Instructions:
A. In the forum post about data loss when trimming ITS, which of the four tables held the "best-looking" data?
B. Continue the forum post about data loss when trimming ITS, starting after its final question.
══ Selected extract
Data loss when trimming ITS

Hi all,

I am analyzing some ITS sequences using this tutorial and I have some questions regarding trimming. After creating the demux.qza file, I used the qiime cutadapt trim-paired command to cut the adapters and got the demux-trimmed.qza file.

*qiime cutadapt trim-paired *
--i-demultiplexed-sequences demux.qza
--p-adapter-f GCATATCAATAAGCGGAGGA
--p-front-f GCATCGATGAAGAACGCAGC
--p-adapter-r GCTGCGTTCTTCATCGATGC
--p-front-r TCCTCCGCTTATTGATATGC
--o-trimmed-sequences demux-trimmed.qza

Then I proceeded to dada2 step with both non-trimmed demux.qza and trimmed demux-trimmed.qza to compare the results. My results from qiime dada2 denoise-paired were far from ideal (a high percentage of sequences failed to merge) so I also ran qiime dada2 denoise-single using only the forward reads. These analyses gave me a total of 4 options:

  1. non-trimmed-single-end-table.qza
  2. non-trimmed-paired-end-table.qza
  3. trimmed-single-end-table.qza
  4. trimmed-paired-end-table.qza

Where table no.1 (non-trimmed-single-end) is the table with the "best-looking" data, meaning that I could save the highest number of samples and use them in downstream analyses. While if I use the table no.4, I can do almost nothing with the data I have due to low feature count, and loss of too many samples in downstream analyses.

So my question is, may I proceed using my top choice table, or it is using the only the forward reads with non-trimmed adapters generally not a good idea? Is trimming an essential step even if it results in great loss of data?
════
══ Data listing
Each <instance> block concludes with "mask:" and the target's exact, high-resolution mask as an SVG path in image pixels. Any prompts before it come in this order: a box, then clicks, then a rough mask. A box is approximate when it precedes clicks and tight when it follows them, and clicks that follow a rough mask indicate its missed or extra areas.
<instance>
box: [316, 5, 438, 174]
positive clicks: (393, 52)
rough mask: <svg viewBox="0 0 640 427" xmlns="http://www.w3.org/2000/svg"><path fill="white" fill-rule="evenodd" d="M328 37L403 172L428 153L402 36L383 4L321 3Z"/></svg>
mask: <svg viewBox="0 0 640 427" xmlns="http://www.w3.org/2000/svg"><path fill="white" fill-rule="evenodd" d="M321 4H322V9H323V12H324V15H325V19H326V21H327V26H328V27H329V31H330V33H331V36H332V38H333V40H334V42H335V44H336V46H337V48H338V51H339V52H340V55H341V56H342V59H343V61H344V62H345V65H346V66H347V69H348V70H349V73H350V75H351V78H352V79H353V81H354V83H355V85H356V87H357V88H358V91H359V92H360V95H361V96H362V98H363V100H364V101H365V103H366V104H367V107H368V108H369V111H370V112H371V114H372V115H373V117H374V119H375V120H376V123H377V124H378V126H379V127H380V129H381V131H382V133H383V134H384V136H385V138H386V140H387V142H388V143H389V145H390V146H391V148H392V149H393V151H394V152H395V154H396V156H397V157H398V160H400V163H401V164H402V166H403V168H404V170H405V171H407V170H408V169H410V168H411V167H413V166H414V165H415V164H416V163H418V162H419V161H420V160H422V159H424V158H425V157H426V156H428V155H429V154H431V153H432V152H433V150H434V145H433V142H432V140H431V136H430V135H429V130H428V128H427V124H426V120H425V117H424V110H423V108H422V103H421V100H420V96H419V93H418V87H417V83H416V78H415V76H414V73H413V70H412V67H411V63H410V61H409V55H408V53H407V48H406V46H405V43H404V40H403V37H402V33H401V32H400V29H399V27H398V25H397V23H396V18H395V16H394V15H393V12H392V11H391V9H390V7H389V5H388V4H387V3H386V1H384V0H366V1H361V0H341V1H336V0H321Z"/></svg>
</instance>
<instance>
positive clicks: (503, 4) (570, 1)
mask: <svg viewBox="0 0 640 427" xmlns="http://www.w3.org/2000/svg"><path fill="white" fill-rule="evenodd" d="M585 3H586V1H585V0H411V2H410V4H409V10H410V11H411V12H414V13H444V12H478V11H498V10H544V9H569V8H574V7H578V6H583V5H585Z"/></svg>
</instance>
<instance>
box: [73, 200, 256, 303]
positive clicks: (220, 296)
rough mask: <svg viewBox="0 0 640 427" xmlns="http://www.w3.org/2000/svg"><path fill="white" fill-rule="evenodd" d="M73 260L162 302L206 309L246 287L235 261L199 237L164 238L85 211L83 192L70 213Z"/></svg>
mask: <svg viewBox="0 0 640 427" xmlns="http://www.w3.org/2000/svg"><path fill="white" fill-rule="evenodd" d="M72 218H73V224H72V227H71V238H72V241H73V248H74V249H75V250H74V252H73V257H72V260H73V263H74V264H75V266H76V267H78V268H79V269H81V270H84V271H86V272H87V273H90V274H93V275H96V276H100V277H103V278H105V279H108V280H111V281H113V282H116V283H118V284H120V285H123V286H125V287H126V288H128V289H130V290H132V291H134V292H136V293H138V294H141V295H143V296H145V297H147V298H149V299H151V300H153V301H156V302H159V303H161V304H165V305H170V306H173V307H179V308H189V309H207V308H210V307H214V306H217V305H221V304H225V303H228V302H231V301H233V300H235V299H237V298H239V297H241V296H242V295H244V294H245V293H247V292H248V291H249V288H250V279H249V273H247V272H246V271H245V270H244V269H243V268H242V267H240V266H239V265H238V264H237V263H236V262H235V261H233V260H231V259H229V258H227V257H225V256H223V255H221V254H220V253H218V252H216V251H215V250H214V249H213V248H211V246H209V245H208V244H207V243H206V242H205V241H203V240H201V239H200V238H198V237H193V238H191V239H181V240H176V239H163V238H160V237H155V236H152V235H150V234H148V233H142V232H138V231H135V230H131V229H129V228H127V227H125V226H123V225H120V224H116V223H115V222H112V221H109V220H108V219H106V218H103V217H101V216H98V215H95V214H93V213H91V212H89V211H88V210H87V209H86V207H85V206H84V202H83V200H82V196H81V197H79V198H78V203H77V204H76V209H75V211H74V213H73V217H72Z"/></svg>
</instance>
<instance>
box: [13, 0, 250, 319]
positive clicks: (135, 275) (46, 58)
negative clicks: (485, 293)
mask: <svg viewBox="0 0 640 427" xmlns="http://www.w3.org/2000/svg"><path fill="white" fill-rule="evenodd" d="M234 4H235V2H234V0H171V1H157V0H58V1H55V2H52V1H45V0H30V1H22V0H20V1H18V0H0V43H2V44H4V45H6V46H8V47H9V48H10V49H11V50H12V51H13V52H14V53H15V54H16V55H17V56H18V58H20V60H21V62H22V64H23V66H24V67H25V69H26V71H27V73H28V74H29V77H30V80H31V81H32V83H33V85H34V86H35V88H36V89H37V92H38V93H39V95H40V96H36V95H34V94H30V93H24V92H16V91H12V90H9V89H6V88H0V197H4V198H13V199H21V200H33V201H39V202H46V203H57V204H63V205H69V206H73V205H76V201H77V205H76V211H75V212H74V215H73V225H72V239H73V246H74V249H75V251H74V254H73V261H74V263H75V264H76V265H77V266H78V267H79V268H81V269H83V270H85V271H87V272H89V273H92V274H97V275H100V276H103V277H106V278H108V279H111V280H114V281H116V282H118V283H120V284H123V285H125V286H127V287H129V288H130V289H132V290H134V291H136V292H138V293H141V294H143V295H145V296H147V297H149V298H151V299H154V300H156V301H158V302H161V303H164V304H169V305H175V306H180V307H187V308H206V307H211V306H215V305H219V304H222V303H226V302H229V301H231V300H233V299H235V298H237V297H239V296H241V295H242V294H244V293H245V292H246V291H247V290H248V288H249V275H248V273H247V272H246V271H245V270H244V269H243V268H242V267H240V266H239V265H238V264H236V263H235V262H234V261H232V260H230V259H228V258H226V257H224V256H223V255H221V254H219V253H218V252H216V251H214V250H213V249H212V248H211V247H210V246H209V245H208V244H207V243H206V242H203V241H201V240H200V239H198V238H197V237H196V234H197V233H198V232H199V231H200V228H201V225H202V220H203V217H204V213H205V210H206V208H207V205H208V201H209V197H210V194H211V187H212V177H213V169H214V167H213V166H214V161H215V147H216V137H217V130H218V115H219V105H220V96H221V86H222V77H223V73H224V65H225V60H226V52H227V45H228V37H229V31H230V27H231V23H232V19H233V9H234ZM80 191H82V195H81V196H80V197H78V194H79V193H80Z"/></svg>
════
List of answers:
A. Table no.1, the non-trimmed single-end table (non-trimmed-single-end-table.qza).

B.
For reference, my sequences are ITS2 region with ITS3 and ITS4 primers. The quality of sequences is pretty good (no need to trim or trunc in dada2).

non-trimmed-single-end-table.qzv (646.4 KB)
non-trimmed-paired-end-table.qzv (570.3 KB)
trimmed-single-end-table.qzv (459.9 KB)
trimmed-paired-end-table.qzv (444.0 KB)

Hi @paulad!

There are two reasons to trim nts off of a read:

  1. Remove low quality data
  2. Remove non-biological data

Item #1 is (for all intents and purposes) optional, while item #2 isn't - downstream analyses will mostly be incorrect if you leave non-biological data in your reads.

Let's take a step back and try to understand what is happening when running q2-cutadapt - can you re-run the command above, but this time include the --verbose flag? Then, copy-and-paste the results here --- we can use that to diagnose what is going on in this step.

Thanks! :qiime2:

1 Like

Hi @thermokarst,
thank you for your answer and explanation! So if I understood correctly, in case I can successfully trim out non-biological data using q2-cutadapt, then trimming and truncation in dada2 is not necessary (if the reads are good quality of course)?

I re-run the q2-cutadapt as you suggested and here is the verbose output file.
verbose.txt (709.9 KB)

Hi @paulad!

Yes! What matters is that the non-biological data is removed. For folks with uniform amplicon lengths using the trimming features in q2-dada2 is usually simpler (its one less step), but as you point out, with ITS its a little more complicated - q2-cutadapt is a great option for that!

Thanks!

There are quite a few warnings in this log - did you see those? There are ~270 warnings that look like these two:

WARNING:
The adapter is preceded by "A" extremely often.
The provided adapter sequence could be incomplete at its 5' end.

WARNING:
The adapter is preceded by "G" extremely often.
The provided adapter sequence could be incomplete at its 5' end.

Is it possible that you have a typo in the q2-cutadapt command and that you've possibly not provided the complete adapter sequence? Perhaps you can check with your sequencing provider to confirm the adapters used?